# Extract provided:

____________

According to the SSA Actuarial Life Table, a seventy-eight-year-old American male has a twenty-five percent chance of dying in the next four years. However, the fact that Donald Trump has no chronic health conditions means his actual chance of dying may be lower than that.

Trump is an obese, elderly man - but that is confounded by the best healthcare money can buy. He's a teetotaler: he doesn't smoke, he doesn't drink, he doesn't use any hard drugs, as far as it is publicly known. He won't live to be 100 like Carter but he's got good odds of living another four years. He seems like the kind of man to be vigorous and active all his life, but one bad stroke or heart attack and he withers and dies in six months. Being politically active and campaigning is stemming the onslaught of dementia: retirement will kill him.

No Chronic health conditions and access to the best care available.

Jimmy Carter made it to 100 (for some values of 'made it') and I'd not be surprised if Trump is kicking at 90.

I upped by assessment of his health when I saw that recent video of him playing a round of golf.

Wow. He seems more aged/old than he comes across elsewhere but also somehow sharper and in better physical condition than I expected. A 50 minute Trump Biden golf trip video (alluding to their golf banter) would have actually been very cool and hunanzing for everyone I think.

Biden is not capable of playing golf unfortunately.

Whatever you think about their respective congnitive decline, Biden is physically frail in his old age in a way Trump is not.

I think they'd be pretty low. 82 is old, he'd be president til 86. After Biden that will be an impossible sell, Trump makes decisions emotionally but I think even he would see the futility in running in 2028. He also does listen to some of his closest advisors, family etc. and they'd certainly advise against it. I'd give it maybe 10% tops.

____________

Can you extract, word for word, the part of the discussion about Trump's age and health that opens with the words containing "Biden is not" and closes with "maybe 10% tops."?

# Point-based annotation data:
____________

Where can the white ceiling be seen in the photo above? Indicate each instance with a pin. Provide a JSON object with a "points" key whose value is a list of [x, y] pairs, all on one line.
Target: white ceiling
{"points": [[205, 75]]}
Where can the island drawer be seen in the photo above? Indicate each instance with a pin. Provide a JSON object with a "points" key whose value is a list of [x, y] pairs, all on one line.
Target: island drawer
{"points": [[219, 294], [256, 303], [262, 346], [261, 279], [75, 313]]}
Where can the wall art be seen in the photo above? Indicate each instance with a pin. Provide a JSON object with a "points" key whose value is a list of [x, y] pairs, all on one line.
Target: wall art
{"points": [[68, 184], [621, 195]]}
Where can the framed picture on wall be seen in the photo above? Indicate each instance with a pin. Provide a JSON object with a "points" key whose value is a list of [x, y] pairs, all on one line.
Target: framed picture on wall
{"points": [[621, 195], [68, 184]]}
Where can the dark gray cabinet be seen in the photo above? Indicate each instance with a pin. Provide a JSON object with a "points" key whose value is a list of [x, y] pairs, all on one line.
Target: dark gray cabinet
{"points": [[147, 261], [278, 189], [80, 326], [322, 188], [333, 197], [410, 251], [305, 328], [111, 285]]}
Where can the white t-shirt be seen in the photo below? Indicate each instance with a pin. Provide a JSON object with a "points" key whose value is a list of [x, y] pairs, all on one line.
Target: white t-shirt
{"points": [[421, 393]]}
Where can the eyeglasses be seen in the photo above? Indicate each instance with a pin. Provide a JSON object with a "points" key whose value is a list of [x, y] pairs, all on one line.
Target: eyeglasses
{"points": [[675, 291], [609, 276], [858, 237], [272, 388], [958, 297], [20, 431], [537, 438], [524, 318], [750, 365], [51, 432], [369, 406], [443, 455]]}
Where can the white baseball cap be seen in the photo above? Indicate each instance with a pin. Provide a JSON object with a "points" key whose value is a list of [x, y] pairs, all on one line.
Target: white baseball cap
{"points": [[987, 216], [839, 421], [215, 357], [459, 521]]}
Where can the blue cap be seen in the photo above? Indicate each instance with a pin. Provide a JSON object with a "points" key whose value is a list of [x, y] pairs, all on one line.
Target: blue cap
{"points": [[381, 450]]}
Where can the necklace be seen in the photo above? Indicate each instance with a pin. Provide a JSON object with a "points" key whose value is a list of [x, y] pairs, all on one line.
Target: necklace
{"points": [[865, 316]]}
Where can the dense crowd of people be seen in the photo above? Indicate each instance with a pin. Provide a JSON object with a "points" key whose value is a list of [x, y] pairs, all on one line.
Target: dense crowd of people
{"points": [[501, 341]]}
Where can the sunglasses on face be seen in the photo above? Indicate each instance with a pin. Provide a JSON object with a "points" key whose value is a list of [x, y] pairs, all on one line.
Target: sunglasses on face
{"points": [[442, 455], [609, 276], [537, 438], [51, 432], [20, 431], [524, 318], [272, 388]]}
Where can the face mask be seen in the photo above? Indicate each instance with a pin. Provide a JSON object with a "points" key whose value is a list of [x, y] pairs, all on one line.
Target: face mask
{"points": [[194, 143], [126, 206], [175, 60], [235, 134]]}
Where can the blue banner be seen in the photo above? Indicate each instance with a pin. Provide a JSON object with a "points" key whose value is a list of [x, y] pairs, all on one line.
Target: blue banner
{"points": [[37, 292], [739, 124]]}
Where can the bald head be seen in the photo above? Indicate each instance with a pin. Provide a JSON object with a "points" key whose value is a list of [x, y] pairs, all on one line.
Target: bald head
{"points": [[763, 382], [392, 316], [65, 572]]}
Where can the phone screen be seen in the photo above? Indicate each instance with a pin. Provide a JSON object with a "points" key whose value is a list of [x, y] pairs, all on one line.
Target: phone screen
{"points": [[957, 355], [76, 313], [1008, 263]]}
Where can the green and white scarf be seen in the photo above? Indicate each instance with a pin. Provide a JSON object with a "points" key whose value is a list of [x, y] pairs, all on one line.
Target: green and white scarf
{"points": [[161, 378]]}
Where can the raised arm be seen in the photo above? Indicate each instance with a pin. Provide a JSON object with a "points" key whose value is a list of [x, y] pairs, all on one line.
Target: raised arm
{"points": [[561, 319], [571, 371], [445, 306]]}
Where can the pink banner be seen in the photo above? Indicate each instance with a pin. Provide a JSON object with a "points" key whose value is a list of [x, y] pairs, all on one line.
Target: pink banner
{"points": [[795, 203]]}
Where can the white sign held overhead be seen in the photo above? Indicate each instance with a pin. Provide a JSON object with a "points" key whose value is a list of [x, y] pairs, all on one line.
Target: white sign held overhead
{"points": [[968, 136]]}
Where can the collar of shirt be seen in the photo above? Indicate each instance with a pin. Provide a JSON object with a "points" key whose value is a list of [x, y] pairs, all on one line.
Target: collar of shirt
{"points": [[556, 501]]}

____________

# Output of the exercise:
Biden is not capable of playing golf unfortunately.

Whatever you think about their respective congnitive decline, Biden is physically frail in his old age in a way Trump is not.

I think they'd be pretty low. 82 is old, he'd be president til 86. After Biden that will be an impossible sell, Trump makes decisions emotionally but I think even he would see the futility in running in 2028. He also does listen to some of his closest advisors, family etc. and they'd certainly advise against it. I'd give it maybe 10% tops.